Supplied passage.
__________________________________________________

- 1983 Australian Individual Speedway Championship: ← 19821984 →

= 1983 Australian Individual Speedway Championship =

Australian motorcycle speedway championship

The 1983 Australian Individual Speedway Championship was held at Speedway Park in Adelaide, South Australia on 21 January 1983.

Sydney rider Billy Sanders won his fifth Australian Championship and his record fourth in a row.

Sanders caused a stir when he famously told the unruly crowd that after the reception he got he might consider changing nationalities. He then told the crowd to "Get Stuffed" at the end of his victory speech while being unfairly booed following the unpopular decision by Adelaide-based meeting referee Sam Bass to exclude crowd favourite Phil Crump from their heat 14 clash which ultimately Crump the title. Sanders had won the start, but Crump had moved under him in turn 2 and sent the Sydney rider crashing into the concrete wall. To that point of the meeting, Crump had easily won his previous heats as well as twice breaking the 3 lap track record, while Sanders, who was also undefeated, had only just won his opening race after trailing Gary Guglielmi until finally passing him in the final turn. Ironically, in the re-run of the heat after Crump's exclusion Sanders would lower Crump's new track record by 5/100th's of a second with a new time of 51.22 for 3 laps of the 430 m long clay surfaced track.

The leading local rider was Steve Baker who finished 8th with 7 points. Later in the year Baker would win the 1983 European (World) Under-21 Championship in Italy.

__________________________________________________

Aim a.
Name every speedway rider mentioned in the championship article.

__________________________________________________

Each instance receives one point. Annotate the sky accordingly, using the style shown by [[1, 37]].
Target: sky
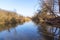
[[23, 7]]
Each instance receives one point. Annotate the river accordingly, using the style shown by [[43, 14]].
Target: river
[[26, 31]]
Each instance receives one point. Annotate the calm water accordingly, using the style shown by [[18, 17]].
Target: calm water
[[26, 31]]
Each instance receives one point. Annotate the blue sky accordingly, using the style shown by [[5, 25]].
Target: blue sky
[[24, 7]]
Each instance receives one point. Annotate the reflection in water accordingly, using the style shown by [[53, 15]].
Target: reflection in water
[[29, 31], [49, 32]]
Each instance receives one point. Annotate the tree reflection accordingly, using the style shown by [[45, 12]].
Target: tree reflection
[[49, 32]]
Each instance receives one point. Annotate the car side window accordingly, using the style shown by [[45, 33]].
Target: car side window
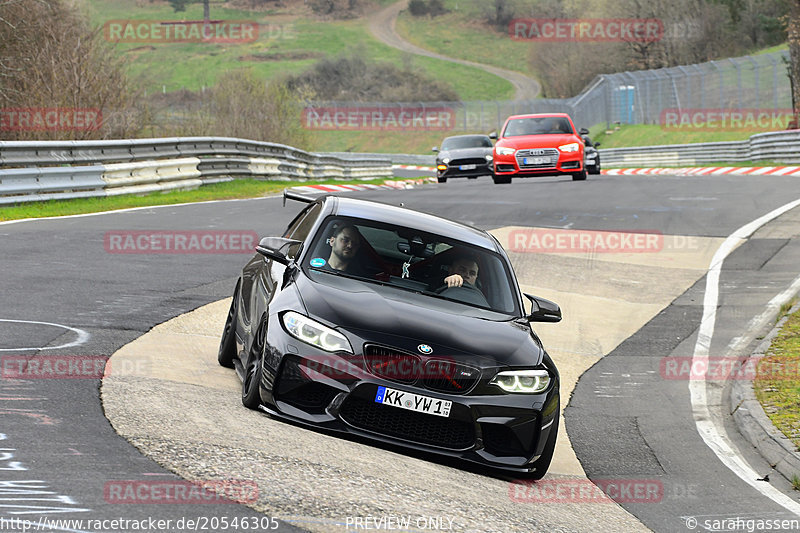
[[301, 226]]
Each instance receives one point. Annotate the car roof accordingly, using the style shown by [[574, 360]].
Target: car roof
[[540, 115], [465, 136], [401, 216]]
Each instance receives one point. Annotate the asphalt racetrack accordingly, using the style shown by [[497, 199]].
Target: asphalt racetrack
[[627, 258]]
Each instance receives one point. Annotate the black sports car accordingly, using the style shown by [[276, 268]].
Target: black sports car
[[464, 156], [398, 326]]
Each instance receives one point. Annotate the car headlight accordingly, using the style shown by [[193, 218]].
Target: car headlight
[[504, 150], [313, 333], [525, 381], [571, 147]]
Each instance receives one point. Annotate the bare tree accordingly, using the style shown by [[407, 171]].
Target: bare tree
[[793, 27]]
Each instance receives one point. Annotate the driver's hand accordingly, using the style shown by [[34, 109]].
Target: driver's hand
[[454, 280]]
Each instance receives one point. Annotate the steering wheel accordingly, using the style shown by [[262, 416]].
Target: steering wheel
[[466, 293]]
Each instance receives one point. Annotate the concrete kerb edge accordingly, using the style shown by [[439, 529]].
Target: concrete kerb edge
[[751, 420]]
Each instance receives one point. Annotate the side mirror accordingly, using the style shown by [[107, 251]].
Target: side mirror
[[543, 310], [276, 248]]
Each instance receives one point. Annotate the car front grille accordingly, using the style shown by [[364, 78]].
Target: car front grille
[[548, 158], [391, 364], [449, 376], [407, 425]]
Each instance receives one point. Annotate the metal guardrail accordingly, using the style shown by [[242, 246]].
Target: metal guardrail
[[779, 146], [77, 169]]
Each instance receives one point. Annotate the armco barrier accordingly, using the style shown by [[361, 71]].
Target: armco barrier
[[76, 169], [779, 146]]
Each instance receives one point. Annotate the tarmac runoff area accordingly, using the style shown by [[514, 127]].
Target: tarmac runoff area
[[166, 394]]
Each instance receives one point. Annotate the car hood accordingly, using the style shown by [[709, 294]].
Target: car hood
[[465, 152], [405, 319], [539, 141]]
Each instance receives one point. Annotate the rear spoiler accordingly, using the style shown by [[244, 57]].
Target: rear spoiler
[[291, 195]]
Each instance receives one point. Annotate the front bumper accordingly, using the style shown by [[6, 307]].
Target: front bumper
[[567, 163], [464, 169], [337, 392]]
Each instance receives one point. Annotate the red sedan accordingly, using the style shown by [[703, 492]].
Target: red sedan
[[538, 145]]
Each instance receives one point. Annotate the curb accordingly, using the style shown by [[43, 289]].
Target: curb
[[706, 171], [780, 452], [388, 184]]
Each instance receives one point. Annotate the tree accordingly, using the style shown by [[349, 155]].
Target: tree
[[793, 26], [50, 58]]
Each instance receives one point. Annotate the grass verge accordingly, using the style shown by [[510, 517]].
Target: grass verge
[[240, 188], [653, 135], [777, 382]]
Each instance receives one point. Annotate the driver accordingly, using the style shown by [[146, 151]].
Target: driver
[[345, 243], [463, 269]]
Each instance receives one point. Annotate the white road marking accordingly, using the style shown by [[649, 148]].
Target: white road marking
[[697, 388], [83, 336]]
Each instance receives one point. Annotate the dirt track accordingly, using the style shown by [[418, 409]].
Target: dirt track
[[382, 26]]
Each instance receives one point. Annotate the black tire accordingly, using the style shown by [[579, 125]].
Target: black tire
[[227, 344], [543, 462], [252, 370], [579, 176]]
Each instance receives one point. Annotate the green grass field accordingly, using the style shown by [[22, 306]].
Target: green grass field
[[462, 34], [288, 43], [777, 383]]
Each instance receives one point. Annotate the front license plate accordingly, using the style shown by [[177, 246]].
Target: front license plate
[[535, 160], [413, 402]]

__________________________________________________

Aim b.
Please arrange the listing above, from the line holding "Each instance receives one point. Annotate the river" through the line holding "[[540, 115], [465, 136], [401, 216]]", inclusive, as a numbered list without blank lines. Leave out the pictures.

Written answer a.
Billy Sanders, Phil Crump, Gary Guglielmi, Steve Baker

Written answer b.
1. Each instance receives one point. Annotate the river accordingly, using the style shown by [[43, 14]].
2. Target: river
3. [[26, 31]]
4. Each instance receives one point. Annotate the calm water accordingly, using the style shown by [[18, 17]].
5. Target: calm water
6. [[26, 31]]
7. Each instance receives one point. Annotate the blue sky accordingly, using the style shown by [[5, 25]].
8. Target: blue sky
9. [[24, 7]]
10. Each instance receives one point. Annotate the reflection in water accordingly, using the style shown by [[53, 15]].
11. Target: reflection in water
12. [[29, 31], [49, 32]]
13. Each instance receives one point. Annotate the tree reflection accordingly, using the style shown by [[45, 12]].
14. Target: tree reflection
15. [[49, 32]]
16. Each instance receives one point. Annotate the car side window accordingly, using the style shown by [[45, 33]].
17. Target: car side window
18. [[301, 226]]
19. Each instance receives one point. Annotate the car roof accordingly, using the style shown by [[574, 360]].
20. Target: car roof
21. [[540, 115], [465, 136], [401, 216]]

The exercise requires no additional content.